Required action: Go through the data below. Pull out every line that has the word "query".

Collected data
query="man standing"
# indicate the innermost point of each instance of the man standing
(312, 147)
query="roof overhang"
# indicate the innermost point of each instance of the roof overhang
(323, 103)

Result:
query="man standing"
query="roof overhang"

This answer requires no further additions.